### Page excerpt
Source package with individual patches

Posted Mar 8, 2011 8:20 UTC (Tue) by epa (subscriber, #39769) [Link]

It's worth mentioning that 'pristine sources' for source packages, with any patches as separate files, was something Red Hat introduced in Red Hat Linux 2, and was an advantage for that distribution over many competitors (and previous versions of Red Hat Linux).

Enterprise distributions and free software

Posted Mar 8, 2011 9:37 UTC (Tue) by mjthayer (guest, #39183) [Link]

I keep hearing that the "selling support for FLOSS" business model is extremely hard to keep profitable, with Redhat always the honourable exception to the rule. It makes me wonder whether a distribution could make its money by cutting its distribution costs to the minimum possible - ruthlessly sticking to unpatched upstream for example - and instead offering customers a more-or-less guaranteed bug fixing service on all software across the distribution. Fixing bugs for a fee is probably too expensive for a small customer, but if an enterprise-size customer notices that a particular bug is affecting the productivity of a lot of employees it would probably be a good investment for them - and if a bug was causing problems for several customers the distribution could further distribute the costs.

Of course providing basic support as well (like answering questions about using the software and perhaps helping the customer to decide which bugs are affecting them badly) would probably still be necessary, and could perhaps be done in a manageable way by selling the support on a "number of support employees available full-time to the customer" basis. Again, out of reach for small customers but probably a good proposition for enterprise-size ones.

Enterprise distributions and free software

Posted Mar 8, 2011 13:12 UTC (Tue) by Lennie (subscriber, #49641) [Link]

I think what they are currently doing is creating their own stable-kernel by doing a lot of inhouse testing.

As there is already a stable kernel I'm not sure if creating their own is the solution.

Enterprise distributions and free software

Posted Mar 8, 2011 14:28 UTC (Tue) by mjthayer (guest, #39183) [Link]

Actually I was musing about a situation in which distributions precisely would *not* maintain their own forks.

Enterprise distributions and free software

Posted Mar 8, 2011 20:17 UTC (Tue) by Fats (guest, #14882) [Link]

Unfortunately I don't see how it could work in our reality.

### Written problem 1
According to the comment thread, in which version of Red Hat Linux did Red Hat introduce pristine sources with patches as separate files?
The comment thread and the records are unrelated to each other.

### Given data
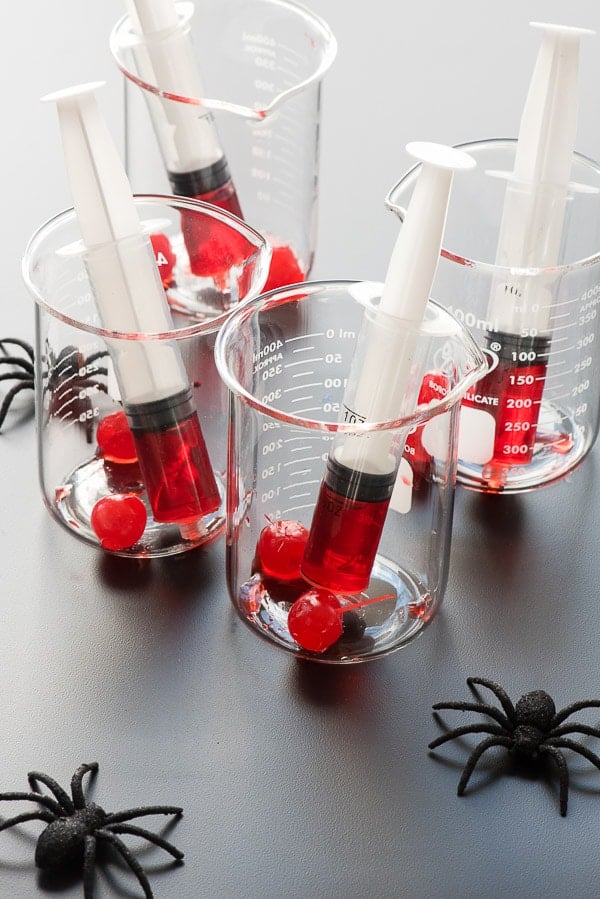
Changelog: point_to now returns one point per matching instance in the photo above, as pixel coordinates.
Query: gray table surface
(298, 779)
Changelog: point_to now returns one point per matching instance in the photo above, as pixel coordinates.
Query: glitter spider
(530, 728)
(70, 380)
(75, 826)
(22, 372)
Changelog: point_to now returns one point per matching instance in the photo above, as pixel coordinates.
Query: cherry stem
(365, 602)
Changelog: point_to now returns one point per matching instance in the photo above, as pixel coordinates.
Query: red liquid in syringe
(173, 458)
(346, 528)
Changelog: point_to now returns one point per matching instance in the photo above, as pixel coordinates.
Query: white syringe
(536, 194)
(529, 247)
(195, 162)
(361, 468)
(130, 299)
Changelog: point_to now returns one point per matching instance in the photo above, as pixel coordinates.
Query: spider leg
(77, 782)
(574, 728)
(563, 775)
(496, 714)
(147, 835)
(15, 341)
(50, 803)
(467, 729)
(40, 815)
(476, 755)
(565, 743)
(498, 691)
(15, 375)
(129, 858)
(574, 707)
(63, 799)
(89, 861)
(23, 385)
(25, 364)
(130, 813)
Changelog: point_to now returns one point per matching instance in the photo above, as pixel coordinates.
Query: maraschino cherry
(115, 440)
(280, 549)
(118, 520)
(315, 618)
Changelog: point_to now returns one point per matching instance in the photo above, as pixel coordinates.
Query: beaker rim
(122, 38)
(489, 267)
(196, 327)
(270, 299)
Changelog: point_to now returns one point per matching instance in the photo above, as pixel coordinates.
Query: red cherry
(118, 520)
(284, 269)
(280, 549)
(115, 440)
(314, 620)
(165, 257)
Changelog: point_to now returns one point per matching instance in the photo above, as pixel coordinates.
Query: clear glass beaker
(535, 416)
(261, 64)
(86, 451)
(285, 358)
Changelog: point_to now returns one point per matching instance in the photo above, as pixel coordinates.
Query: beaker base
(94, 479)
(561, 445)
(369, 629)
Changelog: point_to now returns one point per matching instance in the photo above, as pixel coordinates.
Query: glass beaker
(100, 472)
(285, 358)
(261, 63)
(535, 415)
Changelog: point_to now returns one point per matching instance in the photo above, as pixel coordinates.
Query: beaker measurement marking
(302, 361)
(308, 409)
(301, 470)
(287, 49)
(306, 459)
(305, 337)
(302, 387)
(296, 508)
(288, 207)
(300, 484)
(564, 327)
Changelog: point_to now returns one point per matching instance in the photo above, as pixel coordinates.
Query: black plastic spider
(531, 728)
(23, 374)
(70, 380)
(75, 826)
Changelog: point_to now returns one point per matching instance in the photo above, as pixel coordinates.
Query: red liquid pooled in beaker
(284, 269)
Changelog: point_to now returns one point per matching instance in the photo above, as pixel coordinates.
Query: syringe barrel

--

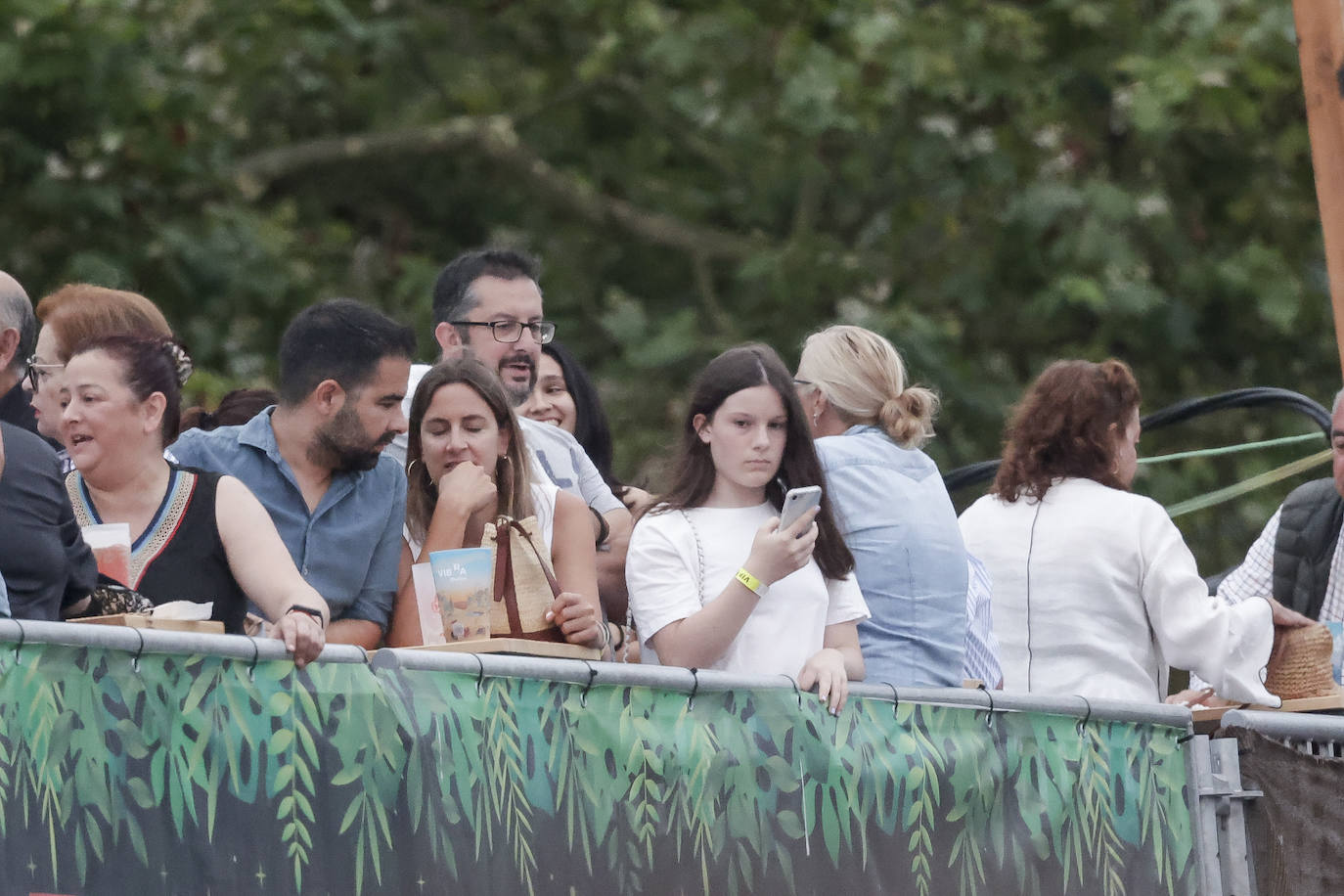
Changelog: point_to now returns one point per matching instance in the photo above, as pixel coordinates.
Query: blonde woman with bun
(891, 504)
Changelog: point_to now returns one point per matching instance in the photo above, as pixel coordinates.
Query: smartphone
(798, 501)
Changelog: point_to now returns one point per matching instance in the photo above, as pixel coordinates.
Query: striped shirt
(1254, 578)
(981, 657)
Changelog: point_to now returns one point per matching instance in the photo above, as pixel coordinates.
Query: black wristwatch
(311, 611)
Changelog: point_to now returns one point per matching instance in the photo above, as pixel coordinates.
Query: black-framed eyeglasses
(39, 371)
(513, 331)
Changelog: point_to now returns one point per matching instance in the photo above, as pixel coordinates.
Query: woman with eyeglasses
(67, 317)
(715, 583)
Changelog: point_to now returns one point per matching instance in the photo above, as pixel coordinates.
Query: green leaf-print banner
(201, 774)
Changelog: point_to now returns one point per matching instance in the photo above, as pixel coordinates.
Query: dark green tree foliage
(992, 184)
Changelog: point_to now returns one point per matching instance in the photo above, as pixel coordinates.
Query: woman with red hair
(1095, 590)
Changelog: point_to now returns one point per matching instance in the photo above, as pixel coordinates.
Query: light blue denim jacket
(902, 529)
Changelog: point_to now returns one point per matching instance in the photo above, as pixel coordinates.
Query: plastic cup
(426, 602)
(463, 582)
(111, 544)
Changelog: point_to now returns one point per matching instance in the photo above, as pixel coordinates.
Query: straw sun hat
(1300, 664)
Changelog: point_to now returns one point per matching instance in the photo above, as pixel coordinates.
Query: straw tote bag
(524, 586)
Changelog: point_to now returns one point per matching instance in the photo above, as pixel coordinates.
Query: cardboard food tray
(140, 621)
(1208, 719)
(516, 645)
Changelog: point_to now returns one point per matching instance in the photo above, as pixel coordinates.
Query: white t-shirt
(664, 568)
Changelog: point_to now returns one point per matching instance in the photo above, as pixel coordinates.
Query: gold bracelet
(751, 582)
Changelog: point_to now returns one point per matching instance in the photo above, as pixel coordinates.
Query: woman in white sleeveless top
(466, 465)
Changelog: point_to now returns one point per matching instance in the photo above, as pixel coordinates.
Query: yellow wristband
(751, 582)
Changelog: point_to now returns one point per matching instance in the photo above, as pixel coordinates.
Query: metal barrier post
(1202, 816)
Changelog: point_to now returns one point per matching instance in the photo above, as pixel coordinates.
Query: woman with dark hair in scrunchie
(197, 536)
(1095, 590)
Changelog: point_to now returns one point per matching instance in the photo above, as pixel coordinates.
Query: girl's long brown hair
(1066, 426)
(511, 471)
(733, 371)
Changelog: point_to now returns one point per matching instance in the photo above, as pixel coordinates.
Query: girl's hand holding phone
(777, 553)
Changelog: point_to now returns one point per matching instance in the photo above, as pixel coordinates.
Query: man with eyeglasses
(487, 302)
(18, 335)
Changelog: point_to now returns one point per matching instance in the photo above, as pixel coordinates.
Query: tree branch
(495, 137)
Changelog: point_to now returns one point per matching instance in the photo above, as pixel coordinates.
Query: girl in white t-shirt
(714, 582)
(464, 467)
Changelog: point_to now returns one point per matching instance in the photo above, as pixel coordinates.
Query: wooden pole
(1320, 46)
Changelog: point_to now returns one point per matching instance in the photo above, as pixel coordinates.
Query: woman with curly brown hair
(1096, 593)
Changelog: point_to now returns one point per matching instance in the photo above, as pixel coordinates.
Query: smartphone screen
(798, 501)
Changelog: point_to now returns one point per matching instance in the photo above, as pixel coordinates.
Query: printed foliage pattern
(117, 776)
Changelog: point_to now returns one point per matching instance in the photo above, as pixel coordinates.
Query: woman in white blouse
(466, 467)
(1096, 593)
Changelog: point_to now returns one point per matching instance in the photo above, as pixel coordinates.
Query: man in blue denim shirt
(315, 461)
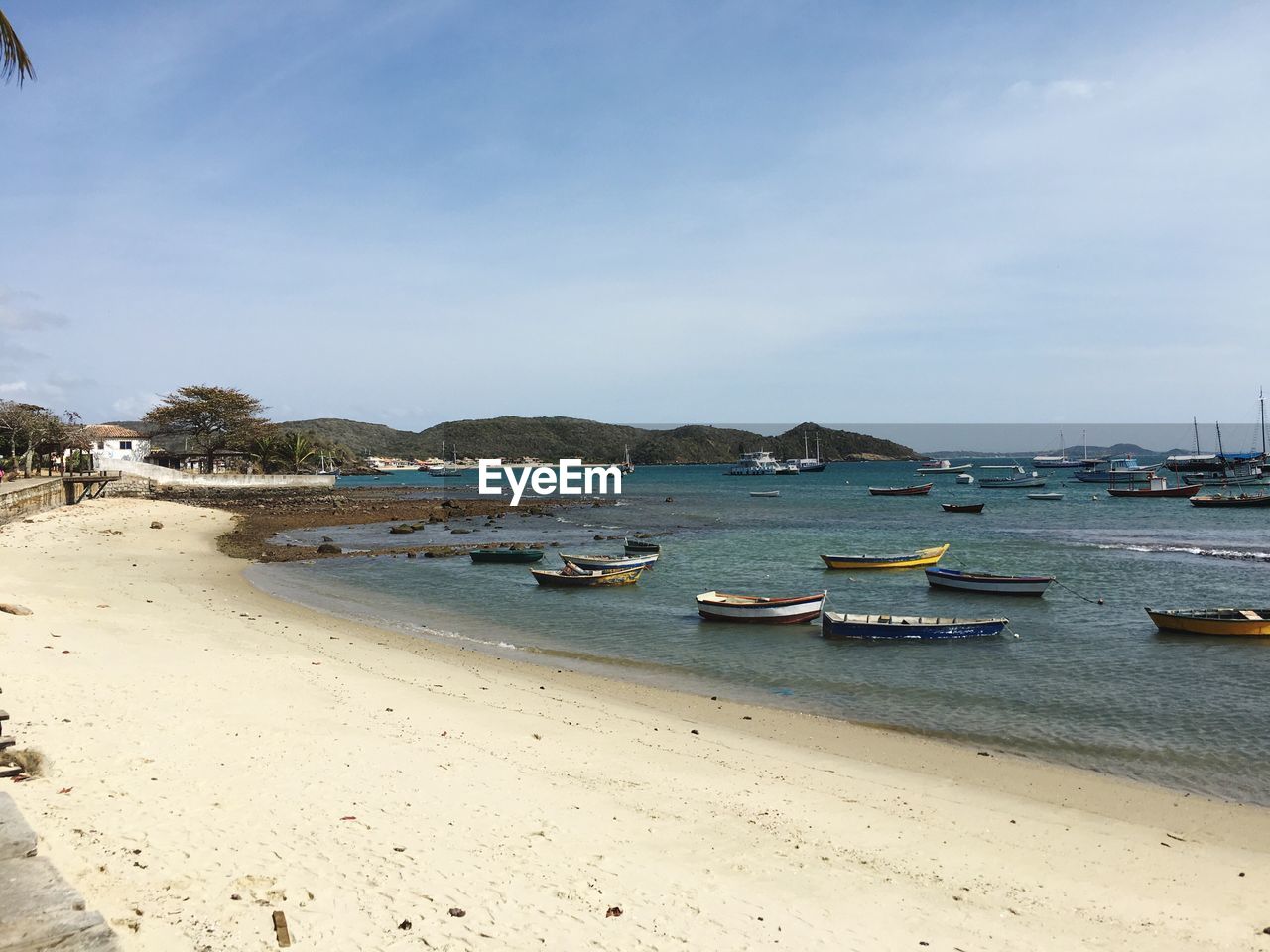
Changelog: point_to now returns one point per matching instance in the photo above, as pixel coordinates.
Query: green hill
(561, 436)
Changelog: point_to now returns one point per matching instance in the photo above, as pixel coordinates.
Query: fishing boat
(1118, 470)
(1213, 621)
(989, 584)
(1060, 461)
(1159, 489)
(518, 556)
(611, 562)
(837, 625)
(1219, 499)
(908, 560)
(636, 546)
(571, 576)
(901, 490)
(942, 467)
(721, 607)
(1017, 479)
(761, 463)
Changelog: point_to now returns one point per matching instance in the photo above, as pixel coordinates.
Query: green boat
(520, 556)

* * *

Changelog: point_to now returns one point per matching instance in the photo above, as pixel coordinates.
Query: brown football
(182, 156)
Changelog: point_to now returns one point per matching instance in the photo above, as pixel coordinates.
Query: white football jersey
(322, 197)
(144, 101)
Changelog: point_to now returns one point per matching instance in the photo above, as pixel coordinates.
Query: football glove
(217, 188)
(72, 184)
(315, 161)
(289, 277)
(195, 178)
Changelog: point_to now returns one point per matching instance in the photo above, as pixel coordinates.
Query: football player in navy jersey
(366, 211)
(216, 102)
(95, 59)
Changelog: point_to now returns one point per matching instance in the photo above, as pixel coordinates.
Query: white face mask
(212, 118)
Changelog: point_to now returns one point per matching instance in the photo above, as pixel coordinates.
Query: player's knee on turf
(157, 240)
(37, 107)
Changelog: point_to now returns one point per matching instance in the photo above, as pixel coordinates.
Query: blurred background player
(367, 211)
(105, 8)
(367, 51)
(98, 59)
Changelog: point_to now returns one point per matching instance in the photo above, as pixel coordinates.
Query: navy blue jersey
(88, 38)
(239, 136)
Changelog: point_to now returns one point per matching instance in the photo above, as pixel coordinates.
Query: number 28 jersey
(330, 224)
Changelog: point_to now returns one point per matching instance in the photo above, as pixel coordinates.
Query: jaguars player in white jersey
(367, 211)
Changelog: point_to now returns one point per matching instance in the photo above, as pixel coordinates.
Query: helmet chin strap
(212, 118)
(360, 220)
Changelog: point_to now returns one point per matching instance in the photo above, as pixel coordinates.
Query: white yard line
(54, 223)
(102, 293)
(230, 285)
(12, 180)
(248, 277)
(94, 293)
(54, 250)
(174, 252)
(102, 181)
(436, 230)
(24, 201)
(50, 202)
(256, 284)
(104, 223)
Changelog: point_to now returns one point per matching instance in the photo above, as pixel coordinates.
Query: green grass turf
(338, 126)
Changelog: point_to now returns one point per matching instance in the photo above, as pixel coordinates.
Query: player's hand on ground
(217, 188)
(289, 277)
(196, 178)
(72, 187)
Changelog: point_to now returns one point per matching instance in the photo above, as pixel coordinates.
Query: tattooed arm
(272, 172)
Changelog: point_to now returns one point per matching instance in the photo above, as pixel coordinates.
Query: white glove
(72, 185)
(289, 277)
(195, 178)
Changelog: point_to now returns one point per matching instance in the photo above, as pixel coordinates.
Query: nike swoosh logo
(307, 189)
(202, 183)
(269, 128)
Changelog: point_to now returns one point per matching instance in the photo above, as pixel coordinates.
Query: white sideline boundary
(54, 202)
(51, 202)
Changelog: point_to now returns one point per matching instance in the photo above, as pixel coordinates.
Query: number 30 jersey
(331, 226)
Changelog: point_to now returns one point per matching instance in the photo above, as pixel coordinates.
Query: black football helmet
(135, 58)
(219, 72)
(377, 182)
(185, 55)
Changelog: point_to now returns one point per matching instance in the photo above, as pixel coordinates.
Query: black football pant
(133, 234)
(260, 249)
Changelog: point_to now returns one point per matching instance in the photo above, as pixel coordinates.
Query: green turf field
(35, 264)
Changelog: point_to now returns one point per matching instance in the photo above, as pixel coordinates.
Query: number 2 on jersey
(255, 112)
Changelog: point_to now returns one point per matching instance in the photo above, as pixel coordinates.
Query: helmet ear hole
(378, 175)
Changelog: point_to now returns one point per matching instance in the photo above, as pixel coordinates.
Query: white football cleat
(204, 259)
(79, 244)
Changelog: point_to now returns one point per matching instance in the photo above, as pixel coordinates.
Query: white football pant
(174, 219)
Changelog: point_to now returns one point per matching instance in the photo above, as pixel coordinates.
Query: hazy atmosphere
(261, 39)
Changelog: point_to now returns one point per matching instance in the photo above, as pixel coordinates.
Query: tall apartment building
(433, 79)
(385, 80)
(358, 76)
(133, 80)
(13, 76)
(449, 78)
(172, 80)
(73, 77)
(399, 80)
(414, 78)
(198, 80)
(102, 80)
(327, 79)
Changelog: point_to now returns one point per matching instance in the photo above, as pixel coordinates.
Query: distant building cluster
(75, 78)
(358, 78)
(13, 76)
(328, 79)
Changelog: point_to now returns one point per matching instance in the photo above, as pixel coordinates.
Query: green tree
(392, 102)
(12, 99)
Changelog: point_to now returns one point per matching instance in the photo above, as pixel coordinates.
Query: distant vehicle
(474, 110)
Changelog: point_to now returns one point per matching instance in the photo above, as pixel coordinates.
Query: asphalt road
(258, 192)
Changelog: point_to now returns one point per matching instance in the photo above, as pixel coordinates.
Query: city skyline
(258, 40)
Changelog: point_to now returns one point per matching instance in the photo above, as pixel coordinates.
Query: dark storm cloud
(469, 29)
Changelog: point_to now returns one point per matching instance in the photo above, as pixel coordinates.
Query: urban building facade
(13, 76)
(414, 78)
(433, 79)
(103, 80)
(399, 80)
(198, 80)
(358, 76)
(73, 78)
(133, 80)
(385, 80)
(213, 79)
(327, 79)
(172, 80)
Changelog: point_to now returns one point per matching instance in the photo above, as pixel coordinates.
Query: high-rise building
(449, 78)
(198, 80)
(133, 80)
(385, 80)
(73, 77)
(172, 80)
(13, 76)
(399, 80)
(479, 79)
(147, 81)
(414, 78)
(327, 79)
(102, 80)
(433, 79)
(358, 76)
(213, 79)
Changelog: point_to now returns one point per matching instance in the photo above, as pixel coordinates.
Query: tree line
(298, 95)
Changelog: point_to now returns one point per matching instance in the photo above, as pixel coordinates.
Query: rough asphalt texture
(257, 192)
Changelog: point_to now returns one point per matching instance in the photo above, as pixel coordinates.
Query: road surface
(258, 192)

### Written problem 2
Extract every line of the records that contains the word "brown".

### Correct output 1
Red Hat Linux 2

### Correct output 2
Query: girl's long brown hair
Query: woman with curly brown hair
Query: brown football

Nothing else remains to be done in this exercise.